(Region labeling records)
* Start *
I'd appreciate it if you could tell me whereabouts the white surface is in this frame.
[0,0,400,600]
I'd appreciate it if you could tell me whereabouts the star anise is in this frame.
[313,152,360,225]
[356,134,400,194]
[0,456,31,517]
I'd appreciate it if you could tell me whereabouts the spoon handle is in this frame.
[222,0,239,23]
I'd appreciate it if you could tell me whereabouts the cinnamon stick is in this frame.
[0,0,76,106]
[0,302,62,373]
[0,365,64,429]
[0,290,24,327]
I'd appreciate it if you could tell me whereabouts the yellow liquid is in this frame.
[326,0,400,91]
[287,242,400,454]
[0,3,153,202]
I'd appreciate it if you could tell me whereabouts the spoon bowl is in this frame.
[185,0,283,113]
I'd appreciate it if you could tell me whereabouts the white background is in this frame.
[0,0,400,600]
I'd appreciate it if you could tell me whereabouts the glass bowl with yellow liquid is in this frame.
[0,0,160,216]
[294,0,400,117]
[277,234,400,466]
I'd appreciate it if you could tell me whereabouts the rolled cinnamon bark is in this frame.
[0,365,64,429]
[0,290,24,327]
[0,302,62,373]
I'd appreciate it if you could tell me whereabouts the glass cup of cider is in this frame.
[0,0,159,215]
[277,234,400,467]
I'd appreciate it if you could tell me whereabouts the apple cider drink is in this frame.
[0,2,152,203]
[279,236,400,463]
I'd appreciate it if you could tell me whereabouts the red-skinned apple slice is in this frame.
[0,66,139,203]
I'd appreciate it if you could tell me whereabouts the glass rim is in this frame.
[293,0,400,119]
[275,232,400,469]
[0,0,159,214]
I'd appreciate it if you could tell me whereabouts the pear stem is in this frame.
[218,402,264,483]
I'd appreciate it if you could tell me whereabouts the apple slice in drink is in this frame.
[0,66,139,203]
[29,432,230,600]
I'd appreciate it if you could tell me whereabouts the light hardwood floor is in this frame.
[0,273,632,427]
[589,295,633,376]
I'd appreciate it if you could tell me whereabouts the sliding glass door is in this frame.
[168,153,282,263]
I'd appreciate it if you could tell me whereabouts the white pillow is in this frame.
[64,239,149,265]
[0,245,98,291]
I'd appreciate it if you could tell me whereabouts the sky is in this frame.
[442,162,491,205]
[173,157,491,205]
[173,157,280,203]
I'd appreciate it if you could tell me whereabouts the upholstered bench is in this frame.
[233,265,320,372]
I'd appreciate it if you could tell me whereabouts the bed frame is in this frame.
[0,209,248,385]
* End *
* Start *
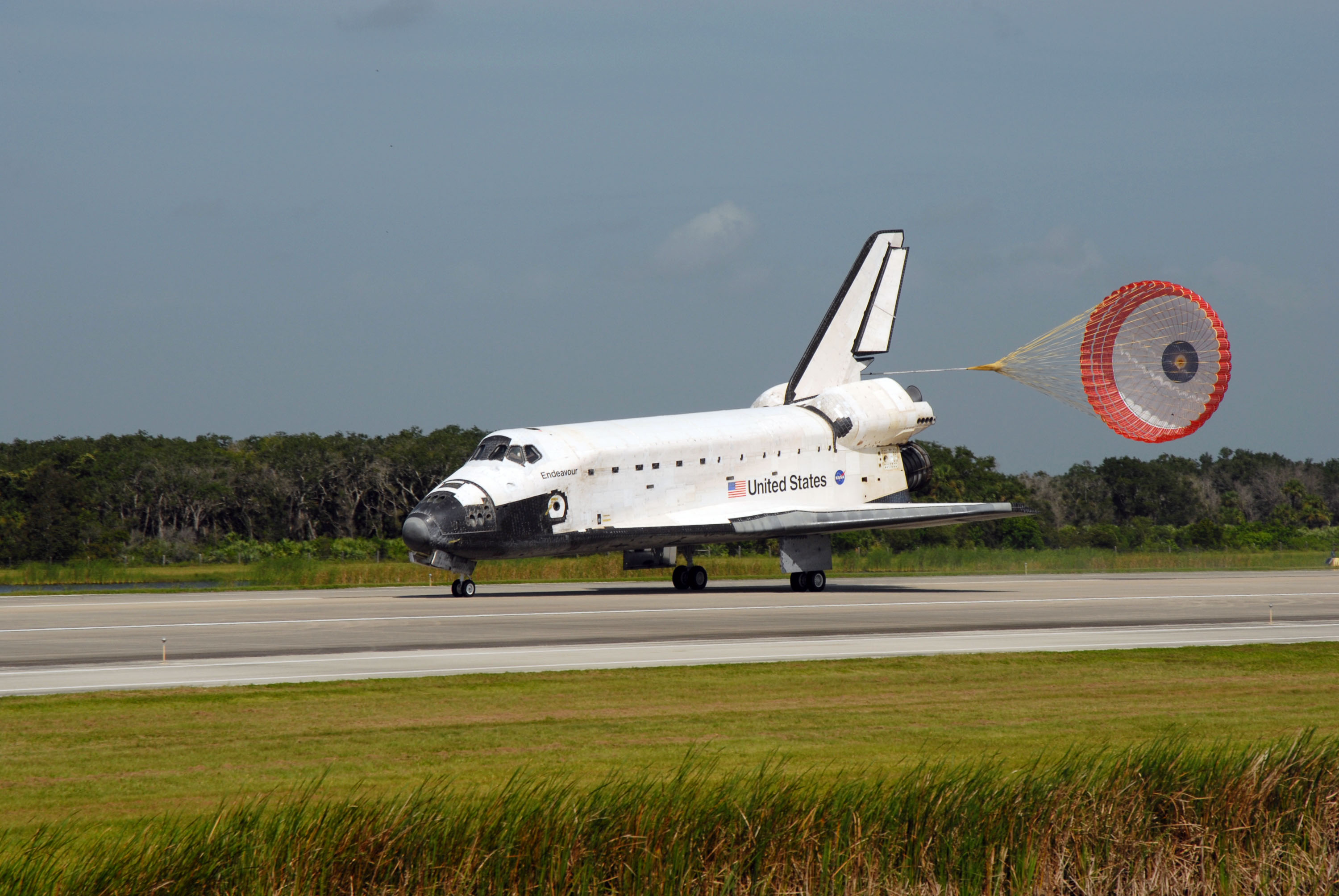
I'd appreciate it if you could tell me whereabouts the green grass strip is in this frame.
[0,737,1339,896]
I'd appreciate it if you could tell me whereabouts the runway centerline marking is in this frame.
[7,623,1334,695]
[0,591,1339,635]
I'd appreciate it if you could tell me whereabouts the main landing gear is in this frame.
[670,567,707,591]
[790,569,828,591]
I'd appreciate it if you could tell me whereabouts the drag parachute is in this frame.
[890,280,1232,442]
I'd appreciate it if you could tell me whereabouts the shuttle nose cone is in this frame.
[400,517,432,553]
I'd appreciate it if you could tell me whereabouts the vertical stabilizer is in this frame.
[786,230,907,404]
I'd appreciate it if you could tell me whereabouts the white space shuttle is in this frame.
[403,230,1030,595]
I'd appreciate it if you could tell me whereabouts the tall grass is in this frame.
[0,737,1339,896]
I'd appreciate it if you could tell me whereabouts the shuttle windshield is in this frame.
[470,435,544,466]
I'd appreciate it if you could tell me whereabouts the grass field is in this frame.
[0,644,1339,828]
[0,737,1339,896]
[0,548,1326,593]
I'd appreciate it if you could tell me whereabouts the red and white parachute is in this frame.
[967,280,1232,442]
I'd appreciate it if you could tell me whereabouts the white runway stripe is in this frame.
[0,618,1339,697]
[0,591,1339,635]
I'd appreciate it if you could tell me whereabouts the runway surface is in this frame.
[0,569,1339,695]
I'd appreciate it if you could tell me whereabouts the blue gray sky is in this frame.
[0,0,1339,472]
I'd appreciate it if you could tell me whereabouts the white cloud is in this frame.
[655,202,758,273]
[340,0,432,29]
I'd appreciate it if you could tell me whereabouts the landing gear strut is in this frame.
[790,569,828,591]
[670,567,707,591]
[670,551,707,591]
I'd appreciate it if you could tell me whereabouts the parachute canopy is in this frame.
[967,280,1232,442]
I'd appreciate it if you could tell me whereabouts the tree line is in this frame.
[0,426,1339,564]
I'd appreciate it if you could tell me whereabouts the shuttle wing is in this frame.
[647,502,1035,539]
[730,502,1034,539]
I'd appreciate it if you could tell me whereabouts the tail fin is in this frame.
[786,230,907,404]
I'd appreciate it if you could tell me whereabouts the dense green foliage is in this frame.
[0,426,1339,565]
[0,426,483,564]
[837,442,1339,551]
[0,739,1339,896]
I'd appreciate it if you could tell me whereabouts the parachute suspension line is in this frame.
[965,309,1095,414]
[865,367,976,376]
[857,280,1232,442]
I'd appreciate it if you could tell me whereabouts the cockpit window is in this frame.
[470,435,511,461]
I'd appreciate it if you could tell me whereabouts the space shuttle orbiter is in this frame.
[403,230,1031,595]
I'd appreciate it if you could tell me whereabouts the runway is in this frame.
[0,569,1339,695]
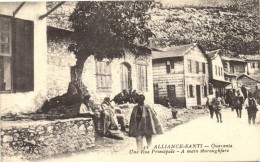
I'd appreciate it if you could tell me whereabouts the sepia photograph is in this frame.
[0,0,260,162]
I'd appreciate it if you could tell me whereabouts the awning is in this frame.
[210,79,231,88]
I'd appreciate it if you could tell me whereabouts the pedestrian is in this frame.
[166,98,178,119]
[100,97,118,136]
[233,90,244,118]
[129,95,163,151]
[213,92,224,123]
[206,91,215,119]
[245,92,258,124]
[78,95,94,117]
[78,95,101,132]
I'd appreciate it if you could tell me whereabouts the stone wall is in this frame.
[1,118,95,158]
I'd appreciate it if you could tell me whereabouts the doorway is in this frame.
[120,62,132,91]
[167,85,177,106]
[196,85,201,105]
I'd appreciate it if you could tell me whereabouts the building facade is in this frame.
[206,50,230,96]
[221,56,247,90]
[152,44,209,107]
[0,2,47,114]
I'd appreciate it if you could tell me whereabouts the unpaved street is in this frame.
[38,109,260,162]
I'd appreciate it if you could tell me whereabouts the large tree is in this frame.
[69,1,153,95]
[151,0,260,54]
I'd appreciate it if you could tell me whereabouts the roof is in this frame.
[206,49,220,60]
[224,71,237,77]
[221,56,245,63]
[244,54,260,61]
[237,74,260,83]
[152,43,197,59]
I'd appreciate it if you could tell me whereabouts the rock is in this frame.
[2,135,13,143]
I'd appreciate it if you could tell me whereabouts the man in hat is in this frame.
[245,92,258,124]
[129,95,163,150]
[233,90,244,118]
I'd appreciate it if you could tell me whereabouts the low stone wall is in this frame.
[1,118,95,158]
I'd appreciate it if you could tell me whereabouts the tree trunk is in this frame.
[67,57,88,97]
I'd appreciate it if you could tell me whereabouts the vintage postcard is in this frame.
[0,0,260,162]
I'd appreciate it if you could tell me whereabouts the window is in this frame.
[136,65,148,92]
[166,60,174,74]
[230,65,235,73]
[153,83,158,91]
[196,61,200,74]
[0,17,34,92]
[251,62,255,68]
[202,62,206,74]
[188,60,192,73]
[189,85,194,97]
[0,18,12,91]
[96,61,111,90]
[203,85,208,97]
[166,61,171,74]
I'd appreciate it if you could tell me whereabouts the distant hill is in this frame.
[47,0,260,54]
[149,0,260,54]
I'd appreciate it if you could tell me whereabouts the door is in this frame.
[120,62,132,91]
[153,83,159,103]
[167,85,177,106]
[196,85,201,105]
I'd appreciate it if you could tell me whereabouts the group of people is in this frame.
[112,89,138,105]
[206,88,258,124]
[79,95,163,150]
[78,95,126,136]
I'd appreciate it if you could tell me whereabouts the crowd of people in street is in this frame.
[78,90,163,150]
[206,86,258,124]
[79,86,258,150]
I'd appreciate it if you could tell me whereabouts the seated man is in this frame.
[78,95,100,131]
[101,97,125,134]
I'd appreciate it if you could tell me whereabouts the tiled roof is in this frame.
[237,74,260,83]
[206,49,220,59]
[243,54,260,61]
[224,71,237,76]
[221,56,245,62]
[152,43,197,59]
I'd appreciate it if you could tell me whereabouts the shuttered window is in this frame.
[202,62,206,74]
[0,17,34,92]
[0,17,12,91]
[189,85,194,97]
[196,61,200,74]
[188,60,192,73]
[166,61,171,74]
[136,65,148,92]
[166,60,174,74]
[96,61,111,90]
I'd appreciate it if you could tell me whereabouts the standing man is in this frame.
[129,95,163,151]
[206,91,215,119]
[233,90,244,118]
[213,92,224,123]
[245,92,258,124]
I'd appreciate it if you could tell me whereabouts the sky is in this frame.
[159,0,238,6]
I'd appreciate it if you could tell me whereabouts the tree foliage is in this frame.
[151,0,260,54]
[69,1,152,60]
* End *
Copy the data starting with the line that contains "pillow is in this frame." and going on through the line that contains "[233,265,320,372]", changing "upholstered bench" to "padded bench" and leaving everything else as it is.

I'd appreciate it if you could tell me whereabouts the white pillow is in this frame.
[64,239,149,265]
[0,245,98,291]
I'd appreciate it if you could tell me whereabouts the sky is in this frame.
[442,162,491,205]
[173,157,491,205]
[173,157,280,203]
I'd appreciate it if you could tell me whereabouts the padded bench is in this frame.
[233,265,320,372]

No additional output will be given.